[Start]

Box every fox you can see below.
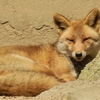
[0,8,100,96]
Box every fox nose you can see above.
[75,51,82,58]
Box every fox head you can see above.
[53,8,100,61]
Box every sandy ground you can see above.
[0,0,100,100]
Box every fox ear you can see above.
[85,8,100,29]
[53,13,71,35]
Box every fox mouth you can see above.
[74,58,84,61]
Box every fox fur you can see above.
[0,8,100,96]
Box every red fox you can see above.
[0,8,100,96]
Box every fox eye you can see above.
[66,38,74,42]
[83,37,90,41]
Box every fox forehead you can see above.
[62,20,99,39]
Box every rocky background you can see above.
[0,0,100,100]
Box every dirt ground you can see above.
[0,0,100,100]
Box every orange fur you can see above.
[0,9,100,96]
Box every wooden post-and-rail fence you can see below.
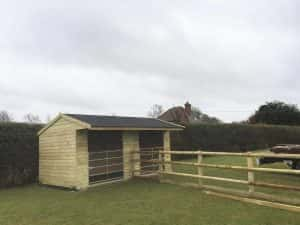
[132,149,300,212]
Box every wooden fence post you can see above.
[247,156,255,193]
[197,151,203,187]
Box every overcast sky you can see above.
[0,0,300,122]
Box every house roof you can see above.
[158,106,190,124]
[65,114,184,130]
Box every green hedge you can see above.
[172,124,300,152]
[0,123,42,187]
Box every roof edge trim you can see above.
[37,113,91,136]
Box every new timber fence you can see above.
[132,149,300,212]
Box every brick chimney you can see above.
[184,102,192,116]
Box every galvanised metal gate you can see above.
[89,149,124,184]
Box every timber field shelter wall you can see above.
[39,118,84,188]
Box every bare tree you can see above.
[24,113,41,123]
[0,110,13,122]
[148,104,164,118]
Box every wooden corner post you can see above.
[247,156,255,193]
[164,131,172,172]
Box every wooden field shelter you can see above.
[38,114,184,190]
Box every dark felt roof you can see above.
[65,114,183,129]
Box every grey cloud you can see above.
[0,0,300,121]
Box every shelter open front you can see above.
[88,131,123,184]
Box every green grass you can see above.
[0,157,300,225]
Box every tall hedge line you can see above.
[172,124,300,152]
[0,123,42,187]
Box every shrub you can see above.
[0,122,42,187]
[171,124,300,152]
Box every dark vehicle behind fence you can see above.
[257,144,300,170]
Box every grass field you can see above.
[0,157,300,225]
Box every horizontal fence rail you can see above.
[132,149,300,212]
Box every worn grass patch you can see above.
[0,176,300,225]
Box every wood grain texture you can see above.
[39,117,84,188]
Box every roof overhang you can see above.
[88,127,183,131]
[38,113,185,136]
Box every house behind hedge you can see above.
[38,114,183,189]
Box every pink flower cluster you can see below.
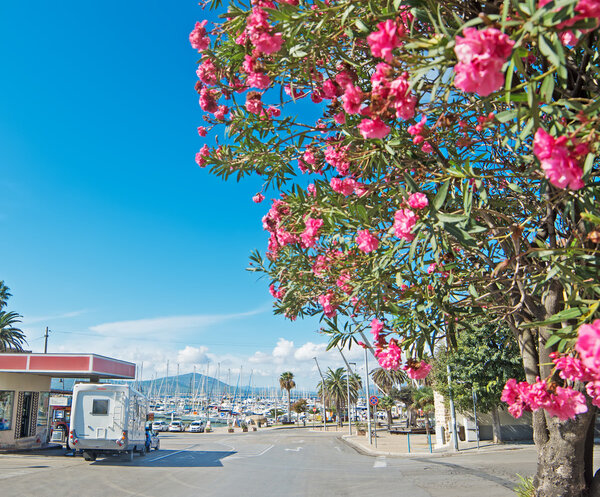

[End]

Rewrite all of the data above with every "fence" switched to "barrier" and nothing else changed, leaving out the pictures.

Final answer ->
Box every fox you can see below.
[0,8,100,96]
Box every fox nose you can see above.
[75,51,82,58]
Box every fox head you can see above.
[53,8,100,61]
Box every sandy ground you can see above.
[0,0,100,100]
Box every fox ear you can see above.
[85,8,100,29]
[53,13,71,35]
Box every fox mouth you can see above.
[74,58,84,61]
Box every fox fur you can see above.
[0,8,100,96]
Box every red fox you can see above.
[0,8,100,96]
Box every fox eye you can see above.
[66,38,74,42]
[83,37,90,41]
Box every fox forehead you can see above.
[62,20,99,39]
Box every rocky background you can see above.
[0,0,100,100]
Box every dirt ground you can see above.
[0,0,100,100]
Box every orange fur you can see above.
[0,9,100,96]
Box every wooden post-and-rail barrier you can see below.
[132,149,300,212]
Box every wooden barrier post you can see above.
[247,156,255,193]
[197,151,203,187]
Box every overcast sky you can see above.
[0,0,300,122]
Box every house roof you can see above.
[158,106,190,124]
[65,114,184,130]
Box every green hedge you can see above.
[172,124,300,152]
[0,123,42,187]
Box every roof edge trim you can see above.
[37,113,91,136]
Box every new timber barrier you can see above.
[132,149,300,212]
Box every brick chimney you can see above.
[184,102,192,116]
Box every galvanised metal gate you can see above.
[89,149,124,184]
Box every timber field shelter wall you can see above.
[39,118,84,188]
Box every bare tree you can see above.
[24,113,41,123]
[0,110,13,122]
[148,104,164,118]
Box every wooden corner post you can see above.
[247,156,255,193]
[164,131,172,172]
Box every wooden field shelter you can see above.
[38,114,184,190]
Box every dark felt roof you can see above.
[65,114,183,129]
Box every grey cloud you can see above.
[0,0,300,121]
Box every shelter open front you can see above.
[88,131,123,184]
Box every green grass you can see above.
[0,157,300,225]
Box every tall hedge line you can see above.
[172,124,300,152]
[0,123,42,187]
Box every shrub you can see above.
[0,122,42,187]
[171,124,300,152]
Box every dark vehicle behind barrier you can see above.
[257,144,300,170]
Box every grass field you can see above.
[0,157,300,225]
Box every horizontal barrier rail you can see above.
[132,149,300,212]
Box every worn grass patch you can see above.
[0,176,300,225]
Box every wood grain texture you can see above.
[39,117,84,188]
Box every roof overhang you can see above.
[88,127,183,131]
[38,113,185,136]
Box every house behind hedge you can see above.
[38,114,183,189]
Box every pink flower cluster you can see below.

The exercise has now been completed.